## [WORK ORDER]
Omit the images. Restate all of the records word for word.

┄┄┄┄┄┄

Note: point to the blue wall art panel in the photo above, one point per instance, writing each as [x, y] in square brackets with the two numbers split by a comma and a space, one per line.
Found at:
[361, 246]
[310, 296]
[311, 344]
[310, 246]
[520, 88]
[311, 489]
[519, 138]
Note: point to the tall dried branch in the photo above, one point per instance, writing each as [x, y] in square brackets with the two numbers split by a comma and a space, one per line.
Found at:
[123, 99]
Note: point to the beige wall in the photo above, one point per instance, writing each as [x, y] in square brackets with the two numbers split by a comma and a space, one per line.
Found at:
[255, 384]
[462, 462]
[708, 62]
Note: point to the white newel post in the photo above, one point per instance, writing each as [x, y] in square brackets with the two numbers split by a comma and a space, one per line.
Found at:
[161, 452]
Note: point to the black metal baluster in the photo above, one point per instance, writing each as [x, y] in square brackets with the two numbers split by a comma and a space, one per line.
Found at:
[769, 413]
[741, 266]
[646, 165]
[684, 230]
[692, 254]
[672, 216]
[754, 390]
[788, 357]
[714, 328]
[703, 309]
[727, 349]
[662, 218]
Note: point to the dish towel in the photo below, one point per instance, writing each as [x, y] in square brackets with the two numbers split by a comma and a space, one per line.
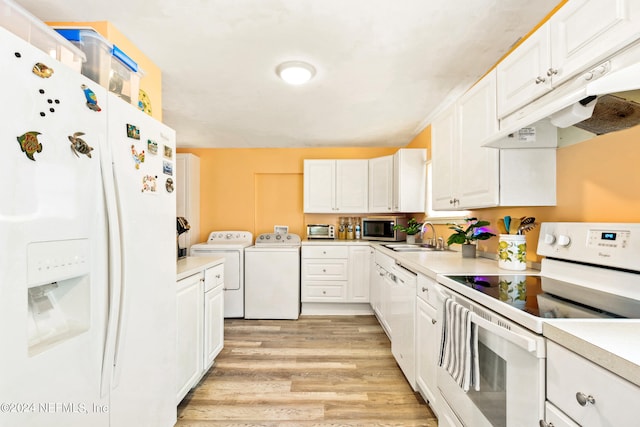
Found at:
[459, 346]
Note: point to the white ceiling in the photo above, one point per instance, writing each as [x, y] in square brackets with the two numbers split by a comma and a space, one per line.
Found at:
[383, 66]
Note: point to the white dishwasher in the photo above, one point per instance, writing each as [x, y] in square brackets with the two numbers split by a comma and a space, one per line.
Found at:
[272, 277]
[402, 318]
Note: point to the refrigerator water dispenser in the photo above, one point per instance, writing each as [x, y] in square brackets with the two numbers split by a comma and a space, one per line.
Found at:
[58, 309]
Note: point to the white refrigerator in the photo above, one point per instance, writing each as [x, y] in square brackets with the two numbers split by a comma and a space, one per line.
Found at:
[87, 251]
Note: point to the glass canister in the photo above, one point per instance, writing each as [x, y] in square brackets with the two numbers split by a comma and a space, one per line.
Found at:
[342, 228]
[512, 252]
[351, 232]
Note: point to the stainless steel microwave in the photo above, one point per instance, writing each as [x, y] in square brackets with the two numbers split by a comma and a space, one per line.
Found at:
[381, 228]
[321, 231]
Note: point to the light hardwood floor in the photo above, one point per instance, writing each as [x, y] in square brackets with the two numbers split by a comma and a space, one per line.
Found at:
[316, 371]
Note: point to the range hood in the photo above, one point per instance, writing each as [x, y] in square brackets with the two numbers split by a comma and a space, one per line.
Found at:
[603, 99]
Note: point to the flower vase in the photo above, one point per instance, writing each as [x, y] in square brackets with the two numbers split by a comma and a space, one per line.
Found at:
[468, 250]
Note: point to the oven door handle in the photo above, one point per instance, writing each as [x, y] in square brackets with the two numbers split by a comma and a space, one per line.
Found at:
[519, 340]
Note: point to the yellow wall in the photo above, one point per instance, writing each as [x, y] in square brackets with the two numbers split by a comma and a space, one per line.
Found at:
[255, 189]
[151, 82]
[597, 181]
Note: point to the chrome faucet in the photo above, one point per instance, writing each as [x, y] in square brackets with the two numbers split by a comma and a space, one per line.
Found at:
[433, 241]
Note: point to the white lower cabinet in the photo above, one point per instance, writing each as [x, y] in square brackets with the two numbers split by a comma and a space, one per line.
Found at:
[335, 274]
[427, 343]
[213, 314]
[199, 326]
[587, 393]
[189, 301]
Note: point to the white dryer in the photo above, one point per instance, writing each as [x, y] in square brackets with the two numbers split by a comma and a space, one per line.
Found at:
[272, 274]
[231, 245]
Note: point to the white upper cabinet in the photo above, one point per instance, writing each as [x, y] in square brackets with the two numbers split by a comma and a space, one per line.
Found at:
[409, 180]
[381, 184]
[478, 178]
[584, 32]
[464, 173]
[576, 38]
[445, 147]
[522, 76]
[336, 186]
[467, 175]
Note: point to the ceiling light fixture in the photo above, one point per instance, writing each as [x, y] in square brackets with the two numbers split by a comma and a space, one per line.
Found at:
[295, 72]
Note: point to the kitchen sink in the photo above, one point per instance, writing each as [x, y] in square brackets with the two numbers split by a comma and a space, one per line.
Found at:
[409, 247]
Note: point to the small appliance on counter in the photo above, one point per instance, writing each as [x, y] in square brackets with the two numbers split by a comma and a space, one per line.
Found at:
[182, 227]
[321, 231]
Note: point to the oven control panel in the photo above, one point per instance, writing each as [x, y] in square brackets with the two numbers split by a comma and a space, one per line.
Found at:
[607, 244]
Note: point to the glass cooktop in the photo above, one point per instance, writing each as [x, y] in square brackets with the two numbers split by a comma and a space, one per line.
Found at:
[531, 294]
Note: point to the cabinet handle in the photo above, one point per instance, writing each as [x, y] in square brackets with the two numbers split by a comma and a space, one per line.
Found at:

┄┄┄┄┄┄

## [WRITTEN RESPONSE]
Note: point to the blue wall art panel in the photo above, one point per instance, writing each as [x, y] in square brackets with the two numbers split by a comma and a space, one per line.
Found at:
[361, 246]
[310, 296]
[311, 344]
[310, 246]
[520, 88]
[311, 489]
[519, 138]
Note: point to the tall dried branch in the photo above, one point per instance, writing each as [x, y] in square brackets with the two numbers split by a comma and a space, one per line.
Found at:
[123, 99]
Note: point to the beige wall in the photo above, one point per instance, writing each as [x, y] in square brackets with the two numbers split by a comma and a space, one per line.
Found at:
[255, 384]
[462, 462]
[708, 62]
Note: point to the white newel post in the photo above, one point per instance, writing each as [x, y] in square brackets with the two numbers split by a comma and a space, one per line.
Found at:
[161, 452]
Note: point to the black metal baluster in the photo above, one point per instance, writing each as [x, y] in square brackets with the two numbers split by a comma and a space, one per line.
Found at:
[769, 413]
[741, 266]
[646, 165]
[684, 230]
[692, 254]
[672, 216]
[754, 390]
[788, 357]
[714, 328]
[703, 309]
[727, 349]
[662, 218]
Note: point to the dish towel in the photo below, one point per instance, writing each as [x, y] in square brackets with the two numbers split by a comma and a space, one per line.
Found at:
[459, 346]
Note: point to the white ceiling in the photo above, one point per instance, writing each as [x, y] in square brackets with the two numbers split by a comma and a space, one per line.
Found at:
[383, 66]
Note: point to the white dishwasher in the photo above, one point per instance, writing each as [x, y] in square brackets with the two numbers split by a comma and a space, one per line.
Found at:
[272, 277]
[402, 318]
Note: point to the refrigerator water dispenser in the photo above, one point per instance, writing each as [x, y] in square brackets with the two numbers split by a comma and a space, one per line.
Found at:
[58, 309]
Note: point to the white refrigerator in the photo above, one point per instance, writing each as [x, y] in square brackets with the two numbers split by a comma and a space, one per line.
Found at:
[87, 251]
Note: point to the glass canister in the photo above, one point per instance, writing each as [x, y] in square brackets with the two numbers split by a comma and a space, one per line.
Found at:
[342, 228]
[512, 252]
[351, 232]
Note: point to the stainless steel microwave in the photo above, one point per instance, writing each as [x, y] in square brackets with the two numbers split by a comma and a space, one per line.
Found at:
[381, 228]
[321, 231]
Note: point to the light hardwood floor in the photo above, one point per instance, writing each as [x, y] in square brackets with the two numbers split by a comma and a space, one per line.
Found at:
[316, 371]
Note: point to the range hood in the photo above, one point per instance, writing each as [x, y] in square brackets with the two numbers split by a comma and a space, one per line.
Found at:
[603, 99]
Note: point to the flower vase in the photo above, one point per instance, writing each as [x, y] in square brackets with the two numbers split by a comma and a space, one per line.
Found at:
[468, 250]
Note: point to the oven door handle in the photo above, one point per instance, writing each as [x, y] in square brackets with the two numbers split by a comma and a space, one per line.
Found at:
[519, 340]
Note: point to the yellow wall in the photo above, one point per instance, writing each as [x, y] in square brackets with the two numbers split by a comma and a space, one per line.
Found at:
[255, 189]
[151, 82]
[597, 181]
Note: point to the chrome faucet in the photo above, one point per instance, writing each as [x, y] in square brackets with the two numbers split by a comma and a space, one per line.
Found at:
[433, 241]
Note: point to the white lower cabinet in the photo above, one point per instance, writing each as [x, y] in square brackets with the two numbers split by a comma and a space, one per line.
Found at:
[335, 274]
[427, 343]
[213, 314]
[199, 326]
[587, 393]
[189, 301]
Note: point to the white dryer in the photo above, one point per instance, writing each as [x, y] in square brackets with the two numbers split by a comma and a space, one per line.
Found at:
[272, 274]
[231, 245]
Note: point to the white upper cabinet in the photo above, one point per instance, writing each as [x, y] in square brackets with the two numbers split by a comma and a space, one per line.
Found at:
[409, 180]
[381, 184]
[478, 178]
[584, 32]
[464, 173]
[576, 38]
[445, 147]
[522, 76]
[336, 186]
[467, 175]
Note: point to the ceiling light fixture in the photo above, one point per instance, writing each as [x, y] in square brackets with the two numbers split by a comma and a space, one per line.
Found at:
[295, 72]
Note: point to the kitchen sink in the photo above, one point per instance, writing each as [x, y] in square brackets with the two numbers split by a comma and a space, one per line.
Found at:
[409, 247]
Note: point to the small appliance on counter in the photo above, one point per instance, writing each as [x, y] in square brackets with the two numbers split by a comma and a space, one per line.
Found at:
[182, 227]
[321, 231]
Note: point to the oven control panel in the photo above, one point per instance, writing each as [x, y] in square brackets with the two numbers split by a comma and a space, one per line.
Found at:
[607, 244]
Note: point to the glass cooktop in the photo above, one point per instance, writing each as [x, y] in square brackets with the two numbers split by a comma and a space, one per line.
Found at:
[531, 294]
Note: point to the cabinet handle in the photo above, one point per instance, writing each as [x, y] in square brackets with the two numbers split by a comma and a space, one per line.
Found at:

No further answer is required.